SHORT TASK
Rewrite the records below as a numbered list, one line per item, leaving out any blank lines.

SUPPLIED ENTRIES
* begin *

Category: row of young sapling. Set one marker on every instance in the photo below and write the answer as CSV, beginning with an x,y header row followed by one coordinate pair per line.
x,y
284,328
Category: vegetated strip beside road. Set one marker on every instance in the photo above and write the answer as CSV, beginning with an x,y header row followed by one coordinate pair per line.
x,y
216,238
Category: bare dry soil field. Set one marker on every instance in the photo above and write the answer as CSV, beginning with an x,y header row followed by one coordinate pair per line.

* end *

CORRECT RESPONSE
1. Category: row of young sapling. Set one marker on every instance in the photo below and write the answer as CSV, beginning with an x,y header row followed by one coordinate pair per line.
2. x,y
3. 284,328
4. Category: vegetated strip beside road. Set one marker on every instance in the photo above and write the answer as CSV, beginning with an x,y header row followed by one coordinate pair per line.
5. x,y
6. 216,238
7. Category: bare dry soil field. Set one marker on every instance in the photo above and write the answer as CSV, beginning with an x,y header row followed by one coordinate pair per line.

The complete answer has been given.